EX-99.4 6 d602962dex994.htm EXHIBIT 99.4 Exhibit 99.4

Exhibit 99.4

BHP BILLITON FINANCE (USA) LIMITED

BHP BILLITON LIMITED

BHP BILLITON PLC

301 Certificate

The undersigned officer of BHP Billiton Finance (USA) Limited, a corporation incorporated under the laws of the Commonwealth of Australia (the “Company”), and each of the undersigned officers of BHP Billiton Limited, an Australian corporation, and BHP Billiton Plc, an English public company (collectively, the “Guarantors”), do each hereby certify pursuant to Sections 102, 201 and 301 of the Indenture (the “Indenture”), dated as of April 17, 2003, among the Company, the Guarantors and The Bank of New York Mellon, as successor trustee (the “Trustee”), that there is hereby established a series of Securities (as that term is defined in the Indenture), the terms of which shall be as follows:

 

(1) The title of the Securities shall be the Senior Floating Rate Notes due 2016 (the “Notes”).

 

(2) Subject to item 12 below, the limit to the initial aggregate principal amount of the Notes which may be authenticated and delivered under the Indenture pursuant to this Certificate is US$500,000,000.

 

(3) Subject to the provisions of Section 307 of the Indenture, interest shall be payable to the Person in whose name a Note (or any predecessor Note) is registered at the close of business on the Regular Record Date next preceding the Interest Payment Date in respect of such Note.

 

(4) The principal amount of the Notes shall be payable in full on September 30, 2016 subject to and in accordance with the provisions of the Indenture, subject to optional tax redemption as set forth in Sections 1101 and 1108 of the Indenture.

 

(5) Each Note will bear interest at a rate per annum, reset quarterly, equal to LIBOR plus 0.25%, as determined by the calculation agent (the “Calculation Agent”). Interest on the Notes will be payable quarterly in arrears on March 30, June 30, September 30 and December 30 of each year (each, an “Interest Payment Date”), commencing December 30, 2013, until the principal amount of the Notes has been paid or duly provided for. Interest on the Notes will accrue from September 30, 2013 or, if interest has already been paid, from the date it was most recently paid. Interest on the Note will be calculated on the basis of a 360-day year and the actual number of days in the Interest Period in which it accrues. If any Interest Payment Date falls on a day that is not a Business Day, interest will be paid on the next succeeding Business Day unless such next succeeding Business Day falls in the next succeeding calendar month, in which case payment will be made on the Business Day immediately preceding such Interest Payment Date. The 15th calendar day (whether or not a Business Day) next preceding an Interest Payment Date, shall be the “Regular Record Date” for interest payable on such Interest Payment Date.


The following definitions shall apply to this item 5:

“Determination Date,” with respect to an Interest Period, will be the second London Banking Day preceding the first day of such Interest Period.

“Interest Period” means the period commencing on and including an Interest Payment Date and ending on and including the day immediately preceding the next succeeding Interest Payment Date, with the exception that the first Interest Period shall commence on and include the issue date and end on and include December 29, 2013.
════════
THE PROBLEM:
According to the 301 Certificate for the notes, on what date is the principal amount of the Notes payable in full?

DATA SECTION:
════════
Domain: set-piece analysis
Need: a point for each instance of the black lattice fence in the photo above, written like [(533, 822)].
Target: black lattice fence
════════
FULL ANSWER:
September 30, 2016